- [Exercise instructions]: Scan the listing below for the word "Query", then copy each line that has it.

- [Data for review]:

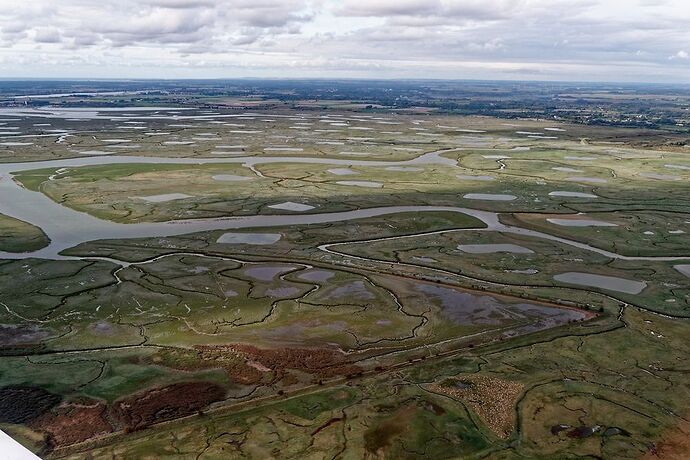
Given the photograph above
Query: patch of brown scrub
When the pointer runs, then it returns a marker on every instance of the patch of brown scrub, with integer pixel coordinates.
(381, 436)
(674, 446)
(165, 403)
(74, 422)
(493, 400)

---

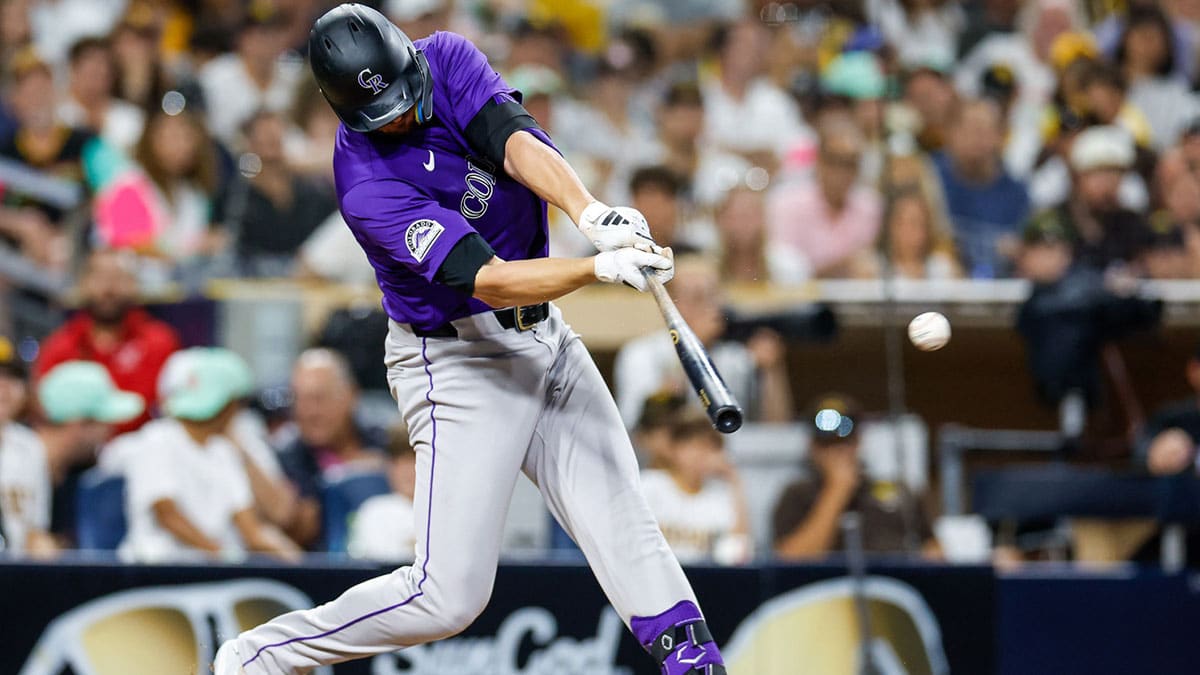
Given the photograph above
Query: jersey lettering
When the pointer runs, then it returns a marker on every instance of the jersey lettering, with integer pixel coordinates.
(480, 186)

- [Output for this exercise]:
Query: patch of brown scrub
Query: jersey lettering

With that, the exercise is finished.